DALAM sepuluh tahun terakhir, Pemerintah Daerah Istimewa Yogyakarta menggencarkan penerapan Pendidikan Berbasis Budaya untuk jenjang PAUD/TK hingga SMA. Pemda telah menerbitkan Perda No 5 Tahun 2011 tentang Pengelolaan dan Penyelenggaraan Pendidikan Berbasis Budaya dan Pergub No 66 Tahun 2013 tentang Kurikulum Pendidikan Berbasis Budaya. Dinas Pendidikan Pemuda dan Olahraga DIY mendampingi sekolah-sekolah di DIY untuk menerapkan Pendidikan Berbasis Budaya dengan menyediakan perangkat pembelajaran dan buku teks hingga penunjang pembelajaran. Simultan dengan penerapan Pendidikan Berbasis Budaya, Dewan Pendidikan DIY juga menggagas Pendidikan Kejogjaan dimulai pada 2019. Pendidikan Khas Ke–Jogja-an bertujuan mewujudkan peradaban baru yang unggul untuk menghasilkan manusia Indonesia, khususnya Yogyakarta, yang utama (jalma kang utama), yaitu manusia yang taat kepada Tuhan yang Maha Esa, menjunjung tinggi rasa kemanusiaan, persatuan, kerakyatan, rasa keadilan, merdeka lahir-batin serta selalu menumbuhkan keselarasan (harmoni) dalam kehidupan bermasyarakat, berbangsa dan bernegara. (Hari Dendi, Dewan Pendidikan DIY, 2019). Generasi unggul yang utama (jalma kang utama) adalah generasi yang berbakti kepada Tuhan YME, cinta alam, cinta negara, cinta dan hormat kepada ibu-bapak, cinta bangsa dan kebudayaan, keterpanggilan memajukan negara sesuai kemampuannya.

____

**TUJUAN LATIHAN**
Jawablah pertanyaan tentang kutipan mengenai Pendidikan Berbasis Budaya di DIY ini:
(a) Peraturan daerah nomor dan tahun berapa yang mengatur pengelolaan dan penyelenggaraan Pendidikan Berbasis Budaya?
(b) Lembaga apa yang menggagas Pendidikan Kejogjaan, dan mulai tahun berapa?
(c) Ungkapan berbahasa Jawa apa yang dipakai untuk menyebut manusia yang utama?
Daftar ini tidak diperlukan.

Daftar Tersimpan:
____

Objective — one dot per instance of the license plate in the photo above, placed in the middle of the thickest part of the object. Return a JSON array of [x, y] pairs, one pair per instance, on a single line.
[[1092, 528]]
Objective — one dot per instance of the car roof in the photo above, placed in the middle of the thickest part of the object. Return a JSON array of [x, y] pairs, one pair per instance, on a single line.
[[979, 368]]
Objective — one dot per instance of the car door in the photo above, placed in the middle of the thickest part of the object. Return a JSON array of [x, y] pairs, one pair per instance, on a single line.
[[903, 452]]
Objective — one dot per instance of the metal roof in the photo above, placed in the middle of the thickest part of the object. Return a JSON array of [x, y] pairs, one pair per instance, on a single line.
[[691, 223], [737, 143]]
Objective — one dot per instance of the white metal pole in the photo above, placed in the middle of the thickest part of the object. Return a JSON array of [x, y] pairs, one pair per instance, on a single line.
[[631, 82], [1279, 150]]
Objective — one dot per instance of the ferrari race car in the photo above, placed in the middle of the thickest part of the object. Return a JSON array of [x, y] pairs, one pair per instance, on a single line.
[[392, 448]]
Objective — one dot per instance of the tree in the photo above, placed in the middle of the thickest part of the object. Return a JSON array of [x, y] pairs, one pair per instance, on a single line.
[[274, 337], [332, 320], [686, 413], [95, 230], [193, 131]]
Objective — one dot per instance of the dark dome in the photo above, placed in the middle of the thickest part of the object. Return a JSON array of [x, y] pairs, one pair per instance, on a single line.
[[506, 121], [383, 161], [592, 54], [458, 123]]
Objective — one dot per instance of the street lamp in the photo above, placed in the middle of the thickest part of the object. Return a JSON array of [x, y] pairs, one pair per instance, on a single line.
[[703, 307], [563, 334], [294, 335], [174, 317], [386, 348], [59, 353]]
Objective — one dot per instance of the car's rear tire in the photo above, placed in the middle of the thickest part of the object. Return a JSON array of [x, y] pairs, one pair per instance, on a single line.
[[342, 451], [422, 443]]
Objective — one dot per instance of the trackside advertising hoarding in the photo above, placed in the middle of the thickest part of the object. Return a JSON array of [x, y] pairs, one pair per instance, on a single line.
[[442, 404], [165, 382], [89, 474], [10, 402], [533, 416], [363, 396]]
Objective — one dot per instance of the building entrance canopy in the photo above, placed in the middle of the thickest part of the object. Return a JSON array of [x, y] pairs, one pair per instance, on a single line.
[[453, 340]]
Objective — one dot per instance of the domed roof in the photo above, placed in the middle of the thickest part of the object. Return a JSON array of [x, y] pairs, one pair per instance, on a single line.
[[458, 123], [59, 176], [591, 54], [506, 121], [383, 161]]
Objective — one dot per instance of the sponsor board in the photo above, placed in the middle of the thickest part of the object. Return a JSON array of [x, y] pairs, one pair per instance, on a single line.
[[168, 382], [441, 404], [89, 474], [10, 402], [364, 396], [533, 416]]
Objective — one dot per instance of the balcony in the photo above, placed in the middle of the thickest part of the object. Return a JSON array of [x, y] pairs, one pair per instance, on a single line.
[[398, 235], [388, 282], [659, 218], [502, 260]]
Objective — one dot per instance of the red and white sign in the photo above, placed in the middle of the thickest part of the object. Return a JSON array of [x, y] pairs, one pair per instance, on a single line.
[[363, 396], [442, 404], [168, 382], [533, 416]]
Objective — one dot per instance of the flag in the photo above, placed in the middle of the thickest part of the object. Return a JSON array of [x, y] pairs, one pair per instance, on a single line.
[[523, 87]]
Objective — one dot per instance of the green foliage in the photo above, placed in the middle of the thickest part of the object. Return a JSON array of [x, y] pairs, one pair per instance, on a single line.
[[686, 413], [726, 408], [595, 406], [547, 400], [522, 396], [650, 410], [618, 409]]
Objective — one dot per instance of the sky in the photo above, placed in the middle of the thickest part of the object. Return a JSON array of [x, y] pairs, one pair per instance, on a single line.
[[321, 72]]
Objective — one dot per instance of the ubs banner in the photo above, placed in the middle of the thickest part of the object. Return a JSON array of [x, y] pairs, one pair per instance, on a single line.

____

**JAWABAN TUGAS**
(a) Perda No 5 Tahun 2011.
(b) Dewan Pendidikan DIY, mulai 2019.
(c) Jalma kang utama.